- AIM: Arrange every line of the material below as a Markdown table, leaving out blank lines, with a "No." column for the row number and a "Text" column for the line itself.

━━ DATASET CONTENT

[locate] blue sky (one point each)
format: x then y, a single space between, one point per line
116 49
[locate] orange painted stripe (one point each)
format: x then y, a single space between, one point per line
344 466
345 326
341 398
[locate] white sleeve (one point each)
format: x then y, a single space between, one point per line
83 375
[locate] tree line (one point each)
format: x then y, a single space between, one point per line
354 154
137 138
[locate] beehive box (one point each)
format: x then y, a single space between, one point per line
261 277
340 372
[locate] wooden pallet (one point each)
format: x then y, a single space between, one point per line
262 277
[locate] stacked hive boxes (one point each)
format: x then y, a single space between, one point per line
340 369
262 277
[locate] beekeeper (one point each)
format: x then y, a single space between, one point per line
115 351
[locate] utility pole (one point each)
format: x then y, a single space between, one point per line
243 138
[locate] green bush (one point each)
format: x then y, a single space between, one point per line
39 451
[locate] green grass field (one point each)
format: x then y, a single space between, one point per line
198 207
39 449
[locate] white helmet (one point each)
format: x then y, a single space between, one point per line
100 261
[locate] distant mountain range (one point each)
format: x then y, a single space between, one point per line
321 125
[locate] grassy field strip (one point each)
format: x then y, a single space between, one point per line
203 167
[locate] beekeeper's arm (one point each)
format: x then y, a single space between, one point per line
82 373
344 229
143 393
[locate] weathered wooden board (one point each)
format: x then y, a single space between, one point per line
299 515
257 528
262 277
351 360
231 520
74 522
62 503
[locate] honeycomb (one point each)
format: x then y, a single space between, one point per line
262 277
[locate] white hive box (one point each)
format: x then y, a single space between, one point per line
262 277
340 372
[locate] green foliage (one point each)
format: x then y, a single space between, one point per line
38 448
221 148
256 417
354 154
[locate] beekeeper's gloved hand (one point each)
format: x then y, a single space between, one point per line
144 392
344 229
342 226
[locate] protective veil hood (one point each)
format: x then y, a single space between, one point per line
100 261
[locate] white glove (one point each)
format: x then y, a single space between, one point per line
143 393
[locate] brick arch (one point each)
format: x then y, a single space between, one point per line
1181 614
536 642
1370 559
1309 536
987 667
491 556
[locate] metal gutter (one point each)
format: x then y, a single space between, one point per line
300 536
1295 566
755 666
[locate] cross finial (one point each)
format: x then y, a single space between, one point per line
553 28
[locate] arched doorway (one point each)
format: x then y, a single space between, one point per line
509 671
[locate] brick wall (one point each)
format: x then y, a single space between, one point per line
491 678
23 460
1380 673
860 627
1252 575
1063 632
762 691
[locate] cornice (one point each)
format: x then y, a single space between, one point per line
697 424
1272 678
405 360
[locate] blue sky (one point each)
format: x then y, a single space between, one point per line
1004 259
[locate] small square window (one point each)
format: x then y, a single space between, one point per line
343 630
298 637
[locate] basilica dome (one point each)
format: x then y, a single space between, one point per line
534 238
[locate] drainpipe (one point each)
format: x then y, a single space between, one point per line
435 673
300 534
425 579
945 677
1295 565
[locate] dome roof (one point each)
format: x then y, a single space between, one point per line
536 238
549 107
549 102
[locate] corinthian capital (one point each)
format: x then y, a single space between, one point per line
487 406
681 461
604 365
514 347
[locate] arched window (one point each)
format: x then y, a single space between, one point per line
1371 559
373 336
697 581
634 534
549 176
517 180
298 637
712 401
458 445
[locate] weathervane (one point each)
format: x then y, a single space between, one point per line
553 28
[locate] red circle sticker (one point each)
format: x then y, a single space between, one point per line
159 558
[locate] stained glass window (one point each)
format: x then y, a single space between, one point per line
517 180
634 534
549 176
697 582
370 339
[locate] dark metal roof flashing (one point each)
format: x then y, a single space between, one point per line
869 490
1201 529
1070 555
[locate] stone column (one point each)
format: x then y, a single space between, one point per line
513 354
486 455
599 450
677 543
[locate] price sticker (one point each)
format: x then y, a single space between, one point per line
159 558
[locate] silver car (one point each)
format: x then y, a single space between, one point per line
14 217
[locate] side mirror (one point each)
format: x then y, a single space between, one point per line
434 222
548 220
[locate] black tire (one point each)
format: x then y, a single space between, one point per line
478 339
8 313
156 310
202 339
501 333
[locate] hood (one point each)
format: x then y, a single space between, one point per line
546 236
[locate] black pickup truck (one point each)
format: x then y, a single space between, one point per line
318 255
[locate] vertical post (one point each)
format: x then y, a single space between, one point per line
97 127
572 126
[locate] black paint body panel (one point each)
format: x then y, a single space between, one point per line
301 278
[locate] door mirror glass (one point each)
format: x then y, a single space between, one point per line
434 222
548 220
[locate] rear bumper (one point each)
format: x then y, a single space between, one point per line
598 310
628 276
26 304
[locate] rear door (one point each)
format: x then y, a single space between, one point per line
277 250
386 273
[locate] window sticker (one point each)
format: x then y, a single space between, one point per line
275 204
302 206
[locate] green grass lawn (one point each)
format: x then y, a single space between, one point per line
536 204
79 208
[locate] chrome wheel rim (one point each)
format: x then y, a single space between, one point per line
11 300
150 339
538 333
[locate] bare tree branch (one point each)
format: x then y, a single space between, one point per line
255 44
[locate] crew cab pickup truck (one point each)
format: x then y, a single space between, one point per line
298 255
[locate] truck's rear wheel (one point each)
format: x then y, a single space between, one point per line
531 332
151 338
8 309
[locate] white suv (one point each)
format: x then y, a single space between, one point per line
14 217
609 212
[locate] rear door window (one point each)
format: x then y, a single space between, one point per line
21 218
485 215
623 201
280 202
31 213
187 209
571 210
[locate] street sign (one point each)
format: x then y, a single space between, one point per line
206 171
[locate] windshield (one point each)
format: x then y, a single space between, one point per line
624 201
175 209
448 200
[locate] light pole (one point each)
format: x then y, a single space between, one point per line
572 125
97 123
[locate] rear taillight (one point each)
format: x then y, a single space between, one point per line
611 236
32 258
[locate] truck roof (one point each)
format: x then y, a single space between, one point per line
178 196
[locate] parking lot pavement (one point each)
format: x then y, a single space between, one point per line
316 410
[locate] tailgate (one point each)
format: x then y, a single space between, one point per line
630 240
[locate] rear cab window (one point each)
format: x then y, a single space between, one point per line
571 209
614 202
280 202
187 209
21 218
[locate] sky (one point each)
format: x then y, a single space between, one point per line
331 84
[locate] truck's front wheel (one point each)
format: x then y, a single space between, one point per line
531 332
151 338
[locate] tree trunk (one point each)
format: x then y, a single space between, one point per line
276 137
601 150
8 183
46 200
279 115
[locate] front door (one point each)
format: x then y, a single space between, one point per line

━━━━

- WRITTEN RESPONSE:
| No. | Text |
|---|---|
| 1 | [locate] blue sky (one point each) |
| 2 | format: x then y, a single space between, one point per line |
| 3 | 116 49 |
| 4 | [locate] orange painted stripe (one point each) |
| 5 | format: x then y, a single space between, one point per line |
| 6 | 344 466 |
| 7 | 345 326 |
| 8 | 341 398 |
| 9 | [locate] white sleeve (one point each) |
| 10 | format: x then y, a single space between, one point per line |
| 11 | 83 375 |
| 12 | [locate] tree line (one point each) |
| 13 | format: x then y, a single space between, one point per line |
| 14 | 354 154 |
| 15 | 137 138 |
| 16 | [locate] beehive box (one point each) |
| 17 | format: x then y, a single space between, one point per line |
| 18 | 261 277 |
| 19 | 340 372 |
| 20 | [locate] wooden pallet (one point each) |
| 21 | format: x then y, a single space between, one point per line |
| 22 | 262 277 |
| 23 | [locate] stacked hive boxes (one point each) |
| 24 | format: x then y, a single space between, one point per line |
| 25 | 340 369 |
| 26 | 262 277 |
| 27 | [locate] beekeeper (one point each) |
| 28 | format: x then y, a single space between, one point per line |
| 29 | 115 351 |
| 30 | [locate] utility pole (one point each) |
| 31 | format: x then y, a single space between, one point per line |
| 32 | 243 138 |
| 33 | [locate] green bush (one point each) |
| 34 | format: x then y, a single space between, one point per line |
| 35 | 39 451 |
| 36 | [locate] green grass field (one point each) |
| 37 | format: x then y, a single space between, one point per line |
| 38 | 198 207 |
| 39 | 39 449 |
| 40 | [locate] white helmet (one point each) |
| 41 | format: x then y, a single space between, one point per line |
| 42 | 100 261 |
| 43 | [locate] distant mountain range (one point each) |
| 44 | format: x then y, a single space between, one point per line |
| 45 | 321 125 |
| 46 | [locate] grassy field strip (one point each) |
| 47 | format: x then y, a single space between, one point per line |
| 48 | 203 167 |
| 49 | [locate] beekeeper's arm (one point each) |
| 50 | format: x then y, a single space between, one point per line |
| 51 | 82 373 |
| 52 | 344 229 |
| 53 | 143 393 |
| 54 | [locate] weathered wooden board (one point each) |
| 55 | format: x then y, a single space between, one point per line |
| 56 | 299 515 |
| 57 | 257 528 |
| 58 | 262 277 |
| 59 | 351 360 |
| 60 | 231 520 |
| 61 | 74 522 |
| 62 | 62 503 |
| 63 | [locate] honeycomb (one point each) |
| 64 | format: x then y, a single space between, one point per line |
| 65 | 262 277 |
| 66 | [locate] white hive box (one point each) |
| 67 | format: x then y, a single space between, one point per line |
| 68 | 262 277 |
| 69 | 340 372 |
| 70 | [locate] green foliage (one point each) |
| 71 | format: x then y, a single space between, one point per line |
| 72 | 38 448 |
| 73 | 221 148 |
| 74 | 256 417 |
| 75 | 354 154 |
| 76 | [locate] beekeeper's gloved hand (one point each) |
| 77 | format: x then y, a single space between, one point per line |
| 78 | 144 392 |
| 79 | 344 229 |
| 80 | 342 226 |
| 81 | [locate] protective veil hood (one point each) |
| 82 | format: x then y, a single space between, one point per line |
| 83 | 100 261 |
| 84 | [locate] white glove (one point each) |
| 85 | format: x then y, a single space between, one point per line |
| 86 | 143 393 |
| 87 | [locate] brick arch (one point each) |
| 88 | format: x then y, a single space between, one point per line |
| 89 | 1181 614 |
| 90 | 536 642 |
| 91 | 1370 559 |
| 92 | 1309 536 |
| 93 | 987 667 |
| 94 | 491 556 |
| 95 | [locate] metal gutter (one point each) |
| 96 | format: x then y, a single space between, one point per line |
| 97 | 300 536 |
| 98 | 1295 566 |
| 99 | 755 666 |
| 100 | [locate] cross finial (one point each) |
| 101 | format: x then y, a single space between, one point per line |
| 102 | 553 28 |
| 103 | [locate] arched doorway (one point each) |
| 104 | format: x then y, a single space between, one point per line |
| 105 | 509 671 |
| 106 | [locate] brick wall (one point each) |
| 107 | format: x then y, a single space between, one point per line |
| 108 | 491 678 |
| 109 | 23 460 |
| 110 | 1380 673 |
| 111 | 860 627 |
| 112 | 1252 575 |
| 113 | 1063 632 |
| 114 | 762 691 |
| 115 | [locate] cornice (one point each) |
| 116 | format: x then y, a single space between, one point per line |
| 117 | 697 424 |
| 118 | 1272 678 |
| 119 | 405 360 |
| 120 | [locate] blue sky (one point each) |
| 121 | format: x then y, a single space between, one point per line |
| 122 | 1004 259 |
| 123 | [locate] small square window (one point each) |
| 124 | format: x then y, a single space between, one point per line |
| 125 | 343 630 |
| 126 | 298 637 |
| 127 | [locate] basilica dome (one point each) |
| 128 | format: x then y, a single space between, one point per line |
| 129 | 534 238 |
| 130 | [locate] drainpipe (one point each) |
| 131 | format: x then y, a single space between, one point per line |
| 132 | 435 673 |
| 133 | 300 534 |
| 134 | 425 579 |
| 135 | 945 677 |
| 136 | 1295 565 |
| 137 | [locate] dome roof (one point each) |
| 138 | format: x then y, a single space between, one point per line |
| 139 | 536 238 |
| 140 | 549 107 |
| 141 | 549 102 |
| 142 | [locate] corinthian capital (one point each) |
| 143 | format: x then y, a single space between, one point per line |
| 144 | 487 406 |
| 145 | 681 461 |
| 146 | 604 365 |
| 147 | 514 347 |
| 148 | [locate] arched window (one point each) |
| 149 | format: x then y, a single space between, one point per line |
| 150 | 1371 559 |
| 151 | 373 336 |
| 152 | 697 581 |
| 153 | 634 534 |
| 154 | 549 176 |
| 155 | 517 180 |
| 156 | 298 637 |
| 157 | 712 401 |
| 158 | 458 445 |
| 159 | [locate] weathervane (one point each) |
| 160 | format: x then y, a single space between, one point per line |
| 161 | 553 28 |
| 162 | [locate] red circle sticker (one point each) |
| 163 | format: x then y, a single space between, one point per line |
| 164 | 159 558 |
| 165 | [locate] stained glass window (one point each) |
| 166 | format: x then y, a single space between, one point per line |
| 167 | 517 180 |
| 168 | 634 534 |
| 169 | 549 176 |
| 170 | 697 582 |
| 171 | 370 339 |
| 172 | [locate] dark metal roof flashing (one point each) |
| 173 | format: x then y, a single space between, one point per line |
| 174 | 869 490 |
| 175 | 1201 529 |
| 176 | 1070 555 |
| 177 | [locate] stone column (one point each) |
| 178 | format: x then y, a single space between, one point per line |
| 179 | 513 354 |
| 180 | 486 455 |
| 181 | 599 450 |
| 182 | 677 543 |
| 183 | [locate] price sticker (one point each) |
| 184 | format: x then y, a single space between, one point per line |
| 185 | 159 558 |
| 186 | [locate] silver car (one point each) |
| 187 | format: x then y, a single space between, one point per line |
| 188 | 14 217 |
| 189 | [locate] side mirror (one point each) |
| 190 | format: x then y, a single space between, one point per line |
| 191 | 434 222 |
| 192 | 548 220 |
| 193 | [locate] black tire (one point each) |
| 194 | format: x then y, a single space between, one point per line |
| 195 | 478 339 |
| 196 | 8 313 |
| 197 | 156 310 |
| 198 | 202 339 |
| 199 | 501 333 |
| 200 | [locate] hood (one point each) |
| 201 | format: x then y, a single space between, one point per line |
| 202 | 546 236 |
| 203 | [locate] black pickup truck (one point each) |
| 204 | format: x then y, a single space between, one point per line |
| 205 | 318 255 |
| 206 | [locate] vertical post (one point each) |
| 207 | format: x then y, a single space between, one point per line |
| 208 | 97 127 |
| 209 | 572 126 |
| 210 | [locate] black paint body panel (one point each) |
| 211 | format: x then y, a single space between, one point per line |
| 212 | 301 278 |
| 213 | [locate] door mirror glass (one point each) |
| 214 | format: x then y, a single space between, one point per line |
| 215 | 434 222 |
| 216 | 548 220 |
| 217 | [locate] rear bumper (one point each) |
| 218 | format: x then y, a single space between, one point per line |
| 219 | 598 310 |
| 220 | 628 276 |
| 221 | 26 304 |
| 222 | [locate] rear door (one point each) |
| 223 | format: x then y, a single space between, one point per line |
| 224 | 277 250 |
| 225 | 386 273 |
| 226 | [locate] window sticker (one point each) |
| 227 | format: x then y, a single space between, one point per line |
| 228 | 275 204 |
| 229 | 302 206 |
| 230 | [locate] green grass lawn (one point each) |
| 231 | format: x then y, a single space between, one point per line |
| 232 | 536 204 |
| 233 | 79 208 |
| 234 | [locate] chrome wheel rim (one point each) |
| 235 | format: x then y, a single space between, one point per line |
| 236 | 11 300 |
| 237 | 150 339 |
| 238 | 538 333 |
| 239 | [locate] bare tree branch (one point each) |
| 240 | format: x then y, a single space between, one point per line |
| 241 | 255 44 |
| 242 | [locate] crew cab pickup truck (one point each) |
| 243 | format: x then y, a single space between, one point per line |
| 244 | 298 255 |
| 245 | [locate] truck's rear wheel (one point each) |
| 246 | format: x then y, a single space between, one point per line |
| 247 | 531 332 |
| 248 | 151 338 |
| 249 | 8 309 |
| 250 | [locate] white suv (one point each) |
| 251 | format: x then y, a single space between, one point per line |
| 252 | 14 217 |
| 253 | 609 212 |
| 254 | [locate] rear door window (one point each) |
| 255 | format: x then y, a single space between, one point per line |
| 256 | 21 218 |
| 257 | 485 215 |
| 258 | 623 201 |
| 259 | 280 202 |
| 260 | 31 213 |
| 261 | 187 209 |
| 262 | 571 210 |
| 263 | [locate] street sign (one point each) |
| 264 | format: x then y, a single space between, one point per line |
| 265 | 206 171 |
| 266 | [locate] windshield (one point each) |
| 267 | format: x then y, a single space between, one point per line |
| 268 | 624 201 |
| 269 | 175 209 |
| 270 | 448 200 |
| 271 | [locate] light pole (one point each) |
| 272 | format: x then y, a single space between, one point per line |
| 273 | 572 125 |
| 274 | 97 123 |
| 275 | [locate] rear taillight (one point each) |
| 276 | format: x then y, a single space between, one point per line |
| 277 | 611 236 |
| 278 | 32 258 |
| 279 | [locate] truck roof (one point each) |
| 280 | format: x then y, a single space between, one point per line |
| 281 | 178 196 |
| 282 | [locate] parking lot pavement (one point each) |
| 283 | format: x then y, a single space between, one point per line |
| 284 | 316 410 |
| 285 | [locate] tailgate (one point each) |
| 286 | format: x then y, a single space between, one point per line |
| 287 | 630 240 |
| 288 | [locate] rear cab window (one point each) |
| 289 | format: x then y, a single space between, one point per line |
| 290 | 571 209 |
| 291 | 614 202 |
| 292 | 280 202 |
| 293 | 187 209 |
| 294 | 21 218 |
| 295 | [locate] sky (one point each) |
| 296 | format: x then y, a single space between, one point per line |
| 297 | 331 84 |
| 298 | [locate] truck's front wheel (one point each) |
| 299 | format: x then y, a single space between, one point per line |
| 300 | 531 332 |
| 301 | 151 338 |
| 302 | [locate] tree trunk (one point each) |
| 303 | format: x then y, a single space between, one point per line |
| 304 | 276 137 |
| 305 | 601 150 |
| 306 | 8 183 |
| 307 | 46 200 |
| 308 | 279 115 |
| 309 | [locate] front door (one point each) |
| 310 | format: x then y, a single space between, one point per line |